-- Begin Exercise inputs --

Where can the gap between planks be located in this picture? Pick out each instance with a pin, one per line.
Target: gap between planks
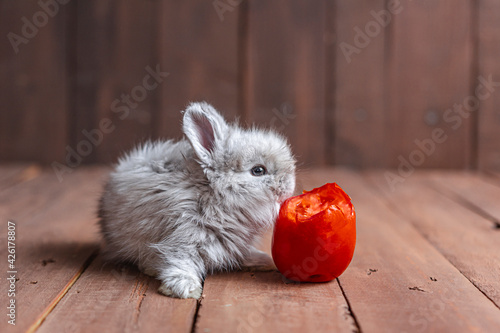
(61, 294)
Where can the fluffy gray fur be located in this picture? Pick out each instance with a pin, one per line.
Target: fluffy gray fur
(181, 209)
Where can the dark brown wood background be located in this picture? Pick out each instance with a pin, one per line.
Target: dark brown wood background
(275, 63)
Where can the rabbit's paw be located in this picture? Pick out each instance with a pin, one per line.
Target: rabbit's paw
(182, 288)
(259, 261)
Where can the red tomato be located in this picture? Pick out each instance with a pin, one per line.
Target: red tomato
(315, 235)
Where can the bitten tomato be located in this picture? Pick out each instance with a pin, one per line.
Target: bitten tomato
(315, 235)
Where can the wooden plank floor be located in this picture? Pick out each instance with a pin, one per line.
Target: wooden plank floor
(427, 260)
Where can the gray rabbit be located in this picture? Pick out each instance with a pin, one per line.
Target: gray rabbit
(179, 210)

-- End Exercise inputs --

**What the task requires:**
Reproduce all of the data above word for word, leaving out the pictures.

**Result below:**
Where can the gap between planks be located in this picture? Pick out each instance with a pin, one per line.
Target: gap between planks
(61, 294)
Where can the fluffy gray fur be located in this picture? Pick out each instance with a pin, one per line.
Target: fluffy gray fur
(181, 209)
Where can the dark brown wood background be located in this picture? Pick out each instance with a pin, one per line.
Target: dark brown wood background
(275, 63)
Where can the rabbit's paw be located in this picture? Pick out each instance with a pin, one per line.
Target: rabbit's paw
(182, 288)
(259, 261)
Where can the red tomato be located in this picture? Pick out each instance with a pin, one per line.
Target: red tomato
(315, 235)
Where can the bitten tomato be located in this picture? Pick out each instance with a pin, one per line.
Target: bitten tomato
(315, 235)
Where can the wooden plank floor be located in this picture? Pick out each instance with a pin, one per line.
Target: wooden plank floor
(427, 260)
Where can the gray rabbit be located in this picture? Pick out each instance with a pin, one per line.
Target: gray rabbit
(179, 210)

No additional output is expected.